**AUSZUG ZUM LESEN**.
:::
Als Erfolg ist hervorzuheben, dass in einigen Fällen das Solarcamp Betrieb und Arbeitnehmer*in zusammengebracht hat. Nach aktueller Kenntnislage des Organisationsteams wurden im Nachgang des Solarcamps 5 Arbeitsverträge unterschrieben. Diese Zahl kann aber noch nach oben korrigiert werden: Ende des Jahres findet eine erneute Umfrage unter den Teilnehmenden statt, bei der auch spezifisch gefragt wird, ob inzwischen ein (Neben)Job in der PV-Branche begonnen wurde. Gleichzeitig kann auf diese Zahl aber auch kritisch geblickt werden. Denn unter den Teilnehmenden war der Wunsch, einen Neben- bzw. Hilfsjob in der PV-Montage nach dem Solarcamp aufzunehmen, besonders groß (67 %). Hier besteht also noch ein großes Passungsproblem zwischen Menschen auf der Arbeitnehmer*innenseite, die an zeitlich flexiblen Einsatzmöglichkeiten interessiert sind und Betrieben, die weiterhin vor allem nach Vollzeitkräften suchen. Wie hier in Zukunft eine bessere Passung erreicht werden kann, werden wir in einem dezidierten Projekt untersuchen. 

Nebenjob Als Monagehilfskraft

Podiumsdiskussion 

Zum Abschluss des Solarcamps wurde eine Podiumsdiskussion zwischen Vertreter*innen der Agentur für Arbeit, des Handwerks, der Politik und des Solarcamps organisiert. Dabei wurde vom Handwerk der Wunsch nach einem neuen Berufsbild (Solateur*in) geäußert, das Inhalte aus der Dachdecker*in- und der Elektriker*in-Ausbildung in sich vereint, dabei aber auf relevante Aspekte begrenzt und mit 2 Jahren deutlich kürzer ist als die Ausbildungsberufe, die heute für eine Tätigkeit in der PV-Installation vorbereiten.
:::
**AUFGEFÜHRTE EINTRÄGE**.
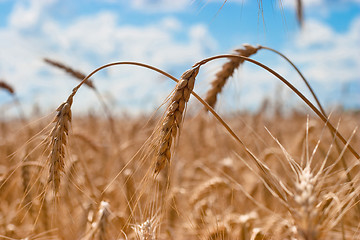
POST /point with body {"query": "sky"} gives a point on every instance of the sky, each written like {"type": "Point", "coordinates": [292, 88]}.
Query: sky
{"type": "Point", "coordinates": [173, 35]}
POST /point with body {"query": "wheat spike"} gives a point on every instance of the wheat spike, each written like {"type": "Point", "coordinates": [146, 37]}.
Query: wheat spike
{"type": "Point", "coordinates": [227, 71]}
{"type": "Point", "coordinates": [58, 142]}
{"type": "Point", "coordinates": [7, 87]}
{"type": "Point", "coordinates": [76, 74]}
{"type": "Point", "coordinates": [145, 231]}
{"type": "Point", "coordinates": [173, 118]}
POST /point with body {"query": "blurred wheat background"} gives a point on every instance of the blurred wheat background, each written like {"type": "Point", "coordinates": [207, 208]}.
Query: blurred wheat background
{"type": "Point", "coordinates": [213, 138]}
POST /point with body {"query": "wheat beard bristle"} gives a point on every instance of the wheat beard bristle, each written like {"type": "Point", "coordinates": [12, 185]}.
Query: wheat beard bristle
{"type": "Point", "coordinates": [58, 142]}
{"type": "Point", "coordinates": [76, 74]}
{"type": "Point", "coordinates": [227, 71]}
{"type": "Point", "coordinates": [173, 118]}
{"type": "Point", "coordinates": [7, 87]}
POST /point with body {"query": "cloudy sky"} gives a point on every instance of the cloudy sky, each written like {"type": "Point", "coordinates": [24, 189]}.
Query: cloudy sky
{"type": "Point", "coordinates": [173, 35]}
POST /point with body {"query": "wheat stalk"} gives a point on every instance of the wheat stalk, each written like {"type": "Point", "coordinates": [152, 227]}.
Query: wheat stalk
{"type": "Point", "coordinates": [226, 72]}
{"type": "Point", "coordinates": [171, 123]}
{"type": "Point", "coordinates": [76, 74]}
{"type": "Point", "coordinates": [58, 141]}
{"type": "Point", "coordinates": [7, 87]}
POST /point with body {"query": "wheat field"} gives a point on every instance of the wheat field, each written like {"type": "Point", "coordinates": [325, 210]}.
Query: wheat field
{"type": "Point", "coordinates": [179, 174]}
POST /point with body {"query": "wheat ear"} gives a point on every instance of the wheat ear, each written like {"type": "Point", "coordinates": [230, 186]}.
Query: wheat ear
{"type": "Point", "coordinates": [76, 74]}
{"type": "Point", "coordinates": [7, 87]}
{"type": "Point", "coordinates": [173, 117]}
{"type": "Point", "coordinates": [58, 142]}
{"type": "Point", "coordinates": [227, 71]}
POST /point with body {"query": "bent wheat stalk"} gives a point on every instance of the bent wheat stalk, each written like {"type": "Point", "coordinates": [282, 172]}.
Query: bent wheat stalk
{"type": "Point", "coordinates": [227, 71]}
{"type": "Point", "coordinates": [295, 90]}
{"type": "Point", "coordinates": [173, 118]}
{"type": "Point", "coordinates": [58, 142]}
{"type": "Point", "coordinates": [7, 87]}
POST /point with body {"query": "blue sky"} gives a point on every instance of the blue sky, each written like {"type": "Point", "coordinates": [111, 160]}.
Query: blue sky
{"type": "Point", "coordinates": [172, 35]}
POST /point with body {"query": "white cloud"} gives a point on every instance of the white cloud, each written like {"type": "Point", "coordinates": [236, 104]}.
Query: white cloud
{"type": "Point", "coordinates": [160, 5]}
{"type": "Point", "coordinates": [90, 42]}
{"type": "Point", "coordinates": [328, 56]}
{"type": "Point", "coordinates": [27, 14]}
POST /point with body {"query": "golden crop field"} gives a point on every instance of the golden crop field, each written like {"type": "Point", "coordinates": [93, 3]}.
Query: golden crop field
{"type": "Point", "coordinates": [172, 176]}
{"type": "Point", "coordinates": [181, 173]}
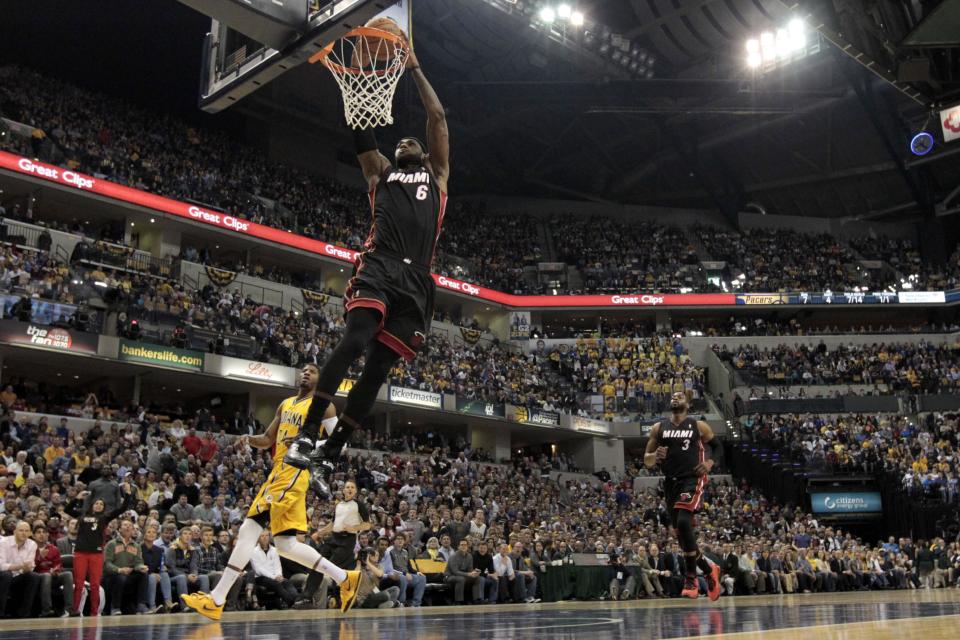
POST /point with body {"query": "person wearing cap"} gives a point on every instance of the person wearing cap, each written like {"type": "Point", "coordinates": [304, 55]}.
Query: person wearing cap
{"type": "Point", "coordinates": [49, 566]}
{"type": "Point", "coordinates": [88, 554]}
{"type": "Point", "coordinates": [17, 563]}
{"type": "Point", "coordinates": [104, 488]}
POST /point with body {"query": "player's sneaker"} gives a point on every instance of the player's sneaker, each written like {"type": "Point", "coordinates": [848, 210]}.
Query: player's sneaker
{"type": "Point", "coordinates": [212, 631]}
{"type": "Point", "coordinates": [320, 473]}
{"type": "Point", "coordinates": [348, 590]}
{"type": "Point", "coordinates": [713, 583]}
{"type": "Point", "coordinates": [299, 452]}
{"type": "Point", "coordinates": [203, 604]}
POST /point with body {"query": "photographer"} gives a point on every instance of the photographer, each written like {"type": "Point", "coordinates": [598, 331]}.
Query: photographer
{"type": "Point", "coordinates": [368, 595]}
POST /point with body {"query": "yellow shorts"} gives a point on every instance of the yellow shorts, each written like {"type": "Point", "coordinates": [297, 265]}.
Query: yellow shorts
{"type": "Point", "coordinates": [284, 497]}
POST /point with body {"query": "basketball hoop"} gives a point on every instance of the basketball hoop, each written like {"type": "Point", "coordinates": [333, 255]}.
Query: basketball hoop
{"type": "Point", "coordinates": [367, 64]}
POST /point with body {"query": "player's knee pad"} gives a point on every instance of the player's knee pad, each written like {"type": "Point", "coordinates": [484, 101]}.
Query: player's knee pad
{"type": "Point", "coordinates": [254, 525]}
{"type": "Point", "coordinates": [285, 544]}
{"type": "Point", "coordinates": [685, 530]}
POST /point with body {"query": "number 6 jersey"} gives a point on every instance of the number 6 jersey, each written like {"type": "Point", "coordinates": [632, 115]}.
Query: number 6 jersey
{"type": "Point", "coordinates": [408, 209]}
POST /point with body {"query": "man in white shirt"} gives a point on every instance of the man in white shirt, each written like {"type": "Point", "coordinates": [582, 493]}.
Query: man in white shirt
{"type": "Point", "coordinates": [410, 492]}
{"type": "Point", "coordinates": [266, 566]}
{"type": "Point", "coordinates": [503, 567]}
{"type": "Point", "coordinates": [17, 555]}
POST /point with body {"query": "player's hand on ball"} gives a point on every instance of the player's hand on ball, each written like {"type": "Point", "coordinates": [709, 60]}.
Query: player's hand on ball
{"type": "Point", "coordinates": [412, 62]}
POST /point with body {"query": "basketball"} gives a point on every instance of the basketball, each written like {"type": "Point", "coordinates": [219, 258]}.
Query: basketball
{"type": "Point", "coordinates": [379, 49]}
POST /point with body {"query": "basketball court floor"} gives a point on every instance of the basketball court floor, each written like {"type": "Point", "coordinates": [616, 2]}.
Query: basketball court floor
{"type": "Point", "coordinates": [893, 615]}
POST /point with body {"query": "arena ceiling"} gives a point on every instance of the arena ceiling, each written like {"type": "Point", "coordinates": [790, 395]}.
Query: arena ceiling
{"type": "Point", "coordinates": [531, 115]}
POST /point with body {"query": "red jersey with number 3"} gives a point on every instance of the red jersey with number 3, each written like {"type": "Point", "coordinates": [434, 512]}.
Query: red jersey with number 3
{"type": "Point", "coordinates": [408, 208]}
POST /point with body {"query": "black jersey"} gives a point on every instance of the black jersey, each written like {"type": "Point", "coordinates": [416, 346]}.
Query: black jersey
{"type": "Point", "coordinates": [408, 209]}
{"type": "Point", "coordinates": [684, 448]}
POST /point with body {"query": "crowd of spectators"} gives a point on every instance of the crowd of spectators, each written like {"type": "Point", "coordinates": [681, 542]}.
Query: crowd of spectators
{"type": "Point", "coordinates": [160, 153]}
{"type": "Point", "coordinates": [786, 260]}
{"type": "Point", "coordinates": [923, 367]}
{"type": "Point", "coordinates": [489, 249]}
{"type": "Point", "coordinates": [922, 455]}
{"type": "Point", "coordinates": [174, 498]}
{"type": "Point", "coordinates": [616, 257]}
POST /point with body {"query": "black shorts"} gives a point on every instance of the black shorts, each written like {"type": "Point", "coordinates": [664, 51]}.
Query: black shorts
{"type": "Point", "coordinates": [403, 293]}
{"type": "Point", "coordinates": [340, 549]}
{"type": "Point", "coordinates": [683, 493]}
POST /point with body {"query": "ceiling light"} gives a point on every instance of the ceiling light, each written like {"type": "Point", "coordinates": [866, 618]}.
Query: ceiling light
{"type": "Point", "coordinates": [768, 45]}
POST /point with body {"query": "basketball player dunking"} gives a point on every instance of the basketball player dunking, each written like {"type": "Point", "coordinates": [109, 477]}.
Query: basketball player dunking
{"type": "Point", "coordinates": [389, 299]}
{"type": "Point", "coordinates": [281, 504]}
{"type": "Point", "coordinates": [677, 445]}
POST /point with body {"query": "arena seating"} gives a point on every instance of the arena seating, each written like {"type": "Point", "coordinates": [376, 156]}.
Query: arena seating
{"type": "Point", "coordinates": [162, 154]}
{"type": "Point", "coordinates": [893, 367]}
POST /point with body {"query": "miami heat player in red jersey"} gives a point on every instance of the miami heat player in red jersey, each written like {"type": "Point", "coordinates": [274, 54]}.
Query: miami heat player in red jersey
{"type": "Point", "coordinates": [389, 299]}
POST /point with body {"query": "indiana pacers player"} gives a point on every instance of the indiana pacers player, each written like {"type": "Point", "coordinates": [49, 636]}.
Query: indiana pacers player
{"type": "Point", "coordinates": [281, 503]}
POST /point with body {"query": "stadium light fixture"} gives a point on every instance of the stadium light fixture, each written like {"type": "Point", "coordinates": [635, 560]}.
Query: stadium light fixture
{"type": "Point", "coordinates": [779, 46]}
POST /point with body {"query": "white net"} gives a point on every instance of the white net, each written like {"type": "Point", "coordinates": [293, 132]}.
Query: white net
:::
**ANFORDERUNG**. Führen Sie den Auszug über das Solarcamp im Anschluss an seinen letzten Satz weiter. Die Einträge sind hierfür ohne Belang.

**ERGEBNIS DER ÜBUNG**.
Auch wurde die Rolle der Politik thematisiert. Aus Sicht des Solarcamps es ist die Aufgabe der Politik eine langfristige Strategie zum Aufbau von Handwerkskapazitäten zu erarbeiten. Einzelne kleine Handwerksbetriebe sind nicht in der Lage diese Rolle zu übernehmen. Die Politik müsste hier aufgrund der eigenen Ziele im Bereich der energetischen Sanierung und des Ausbaus der Erneuerbaren Energien den Arbeitskräftebedarf prognostizieren und diesen mit dem voraussichtlichen Angebot vergleichen. Sollte es bei dieser Betrachtung zu einer Lücke kommen (was bei den meisten Kommunen der Fall sein dürfte) müssen Schritte eingeleitet werden, um die Ausbildungs- und Umschulungskapazitäten entsprechend zu erhöhen und durch geeignete Maßnahmen die Attraktivität des Handwerks so weit zu erhöhen, dass sich eine ausreichend große Zahl an Menschen für dieses Arbeitsfeld begeistert.

Podiumsdiskussion

Fazit 

Während bei den Teilnehmenden die selbstgesteckte FINTA*-Quote erfüllt wurde, sah es auf der Ausbilder*innen-Seite noch sehr unausgewogen aus. Im Camp 2023 haben nur männliche Ausbilder die praktischen Teile angeleitet. Da ist für nächstes Jahr noch Luft nach oben.  

Das Solarcamp hat über seine Durchführungszeit im August/September hinaus Wirksamkeit entfaltet, z.B. indem einzelne Teilnehmende bei den Partnerbetrieben einen Job gefunden haben. Die Missstände im Handwerk konnten durch das Solarcamp natürlich nicht behoben werden, noch wurde der Arbeitskräftemangel gelöst, aber und das ist ein nicht zu vernachlässigender Aspekt: Es wurden viele wertvolle Verbindungen zwischen ganz unterschiedlichen Netzwerkakteur*innen geknüpft, die sich nun bei der großen Aufgabe, die Arbeitsbedingungen im Handwerk attraktiver zu gestalten, gegenseitig unterstützen können. Sehr wichtig waren auch die Nachgespräche mit den lokalen Handwerksbetrieben. Diese waren insgesamt sehr zufrieden mit der Kooperation und sind bei der Ausgabe im nächsten Jahr gerne wieder mit dabei.

Gruppenfoto Woche 1

Transparenzhinweis: Der Autor hat selbst ehrenamtlich bei der Planung und Durchführung des Solarcamps Freiburg 2023 mitgewirkt.